XII del tiempo ordinario
La Iglesia de Occidente y la Iglesia de Oriente recuerdan hoy el nacimiento de Juan el Bautista, el más grande «entre los nacidos de mujer», que preparó el camino al Señor.


Primera Lectura

Job 38,1.8-11

Yahveh respondió a Job desde el seno de la tempestad y dijo: ¿Quién encerró el mar con doble puerta,
cuando del seno materno salía borbotando; cuando le puse una nube por vestido
y del nubarrón hice sus pañales; cuando le tracé sus linderos
y coloqué puertas y cerrojos? ¡Llegarás hasta aquí, no más allá - le dije -,
aquí se romperá el orgullo de tus olas!

Salmo responsorial

Psaume 106 (107)

¡Aleluya!
Dad gracias a Yahveh, porque es bueno,
porque es eterno su amor.

Que lo digan los redimidos de Yahveh,
los que él ha redimido del poder del adversario,

los que ha reunido de entre los países,
de oriente y de poniente, del norte y mediodía.

En el desierto erraban, por la estepa,
no encontraban camino de ciudad habitada;

hambrientos, y sedientos,
desfallecía en ellos su alma.

Y hacia Yahveh gritaron en su apuro,
y él los libró de sus angustias,

les condujo por camino recto,
hasta llegar a ciudad habitada.

¡Den gracias a Yahveh por su amor,
por sus prodigios con los hijos de Adán!

Porque él sació el alma anhelante,
el alma hambrienta saturó de bienes.

= = =

(La consigna):
Según el fragmento, ¿desde dónde respondió Yahveh a Job? Los registros no guardan relación alguna con el fragmento.

= = =

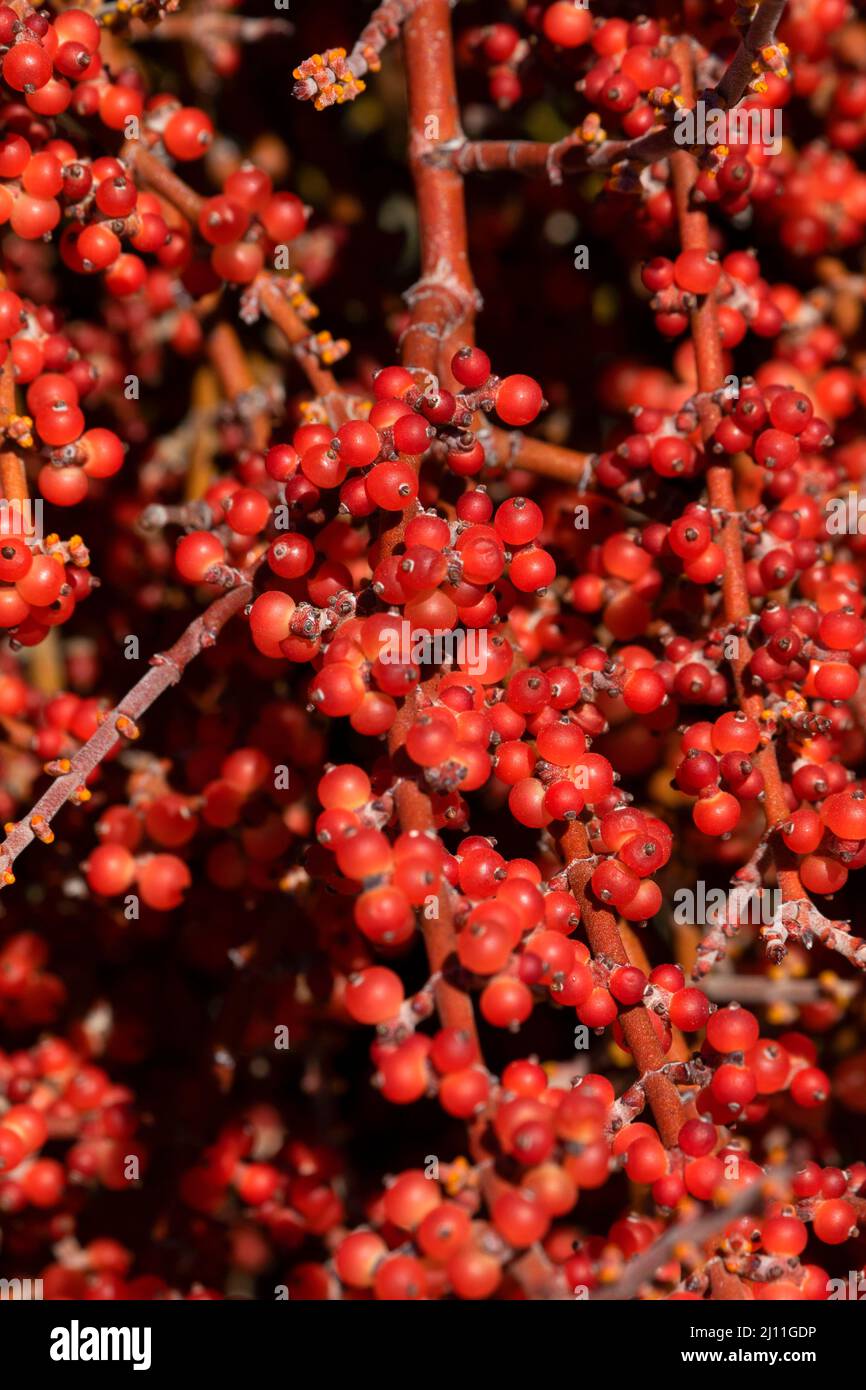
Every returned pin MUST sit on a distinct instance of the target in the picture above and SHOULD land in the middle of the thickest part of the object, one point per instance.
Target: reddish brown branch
(439, 937)
(548, 460)
(166, 670)
(605, 940)
(694, 232)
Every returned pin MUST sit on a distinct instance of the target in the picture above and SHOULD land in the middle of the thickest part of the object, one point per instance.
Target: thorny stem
(166, 670)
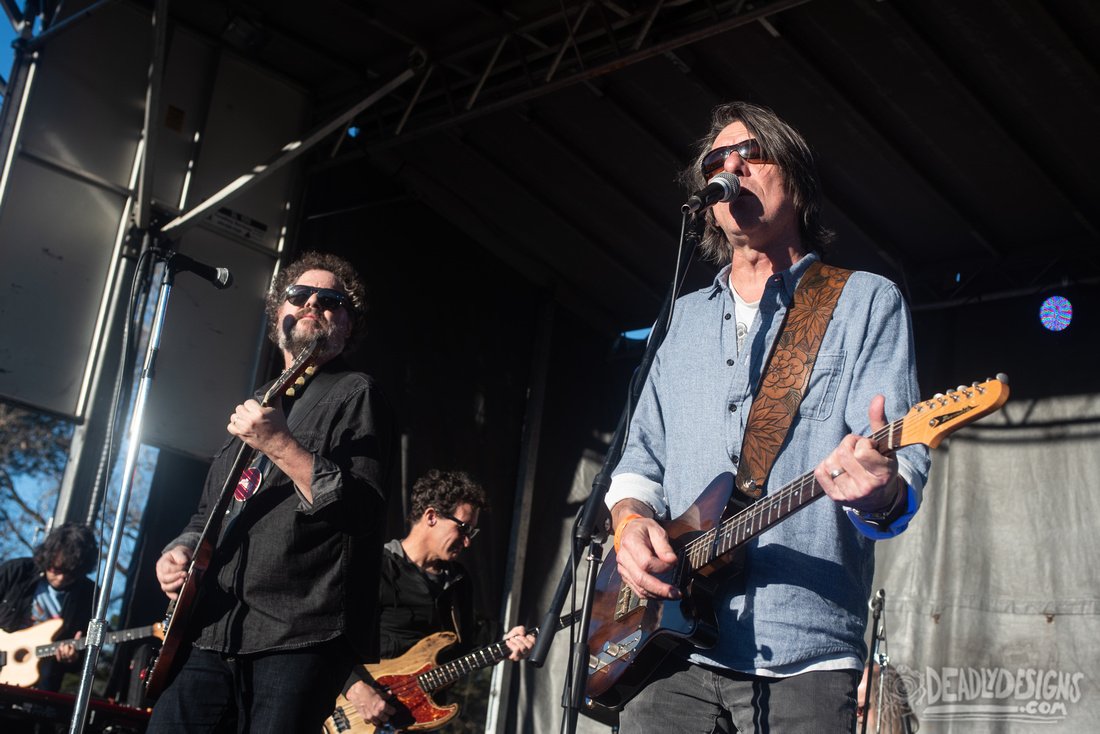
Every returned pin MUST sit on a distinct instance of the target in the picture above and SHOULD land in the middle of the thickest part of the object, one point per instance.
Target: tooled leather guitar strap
(787, 374)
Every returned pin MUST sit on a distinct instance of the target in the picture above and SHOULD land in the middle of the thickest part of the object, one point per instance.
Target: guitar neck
(770, 511)
(121, 635)
(482, 658)
(450, 671)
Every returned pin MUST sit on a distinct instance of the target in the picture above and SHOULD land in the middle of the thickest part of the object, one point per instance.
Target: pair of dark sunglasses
(327, 298)
(749, 150)
(464, 528)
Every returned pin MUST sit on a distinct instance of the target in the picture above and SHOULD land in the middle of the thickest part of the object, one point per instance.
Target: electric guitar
(178, 615)
(628, 636)
(25, 647)
(413, 677)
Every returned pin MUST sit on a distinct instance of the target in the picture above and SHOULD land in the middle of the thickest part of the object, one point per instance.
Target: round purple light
(1056, 313)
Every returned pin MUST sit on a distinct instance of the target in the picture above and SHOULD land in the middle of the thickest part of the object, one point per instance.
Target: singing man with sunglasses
(426, 590)
(288, 604)
(790, 645)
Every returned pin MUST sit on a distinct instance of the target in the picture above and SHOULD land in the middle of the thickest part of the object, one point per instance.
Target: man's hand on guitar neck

= = =

(Resultado de la tarea):
Desde el seno de la tempestad.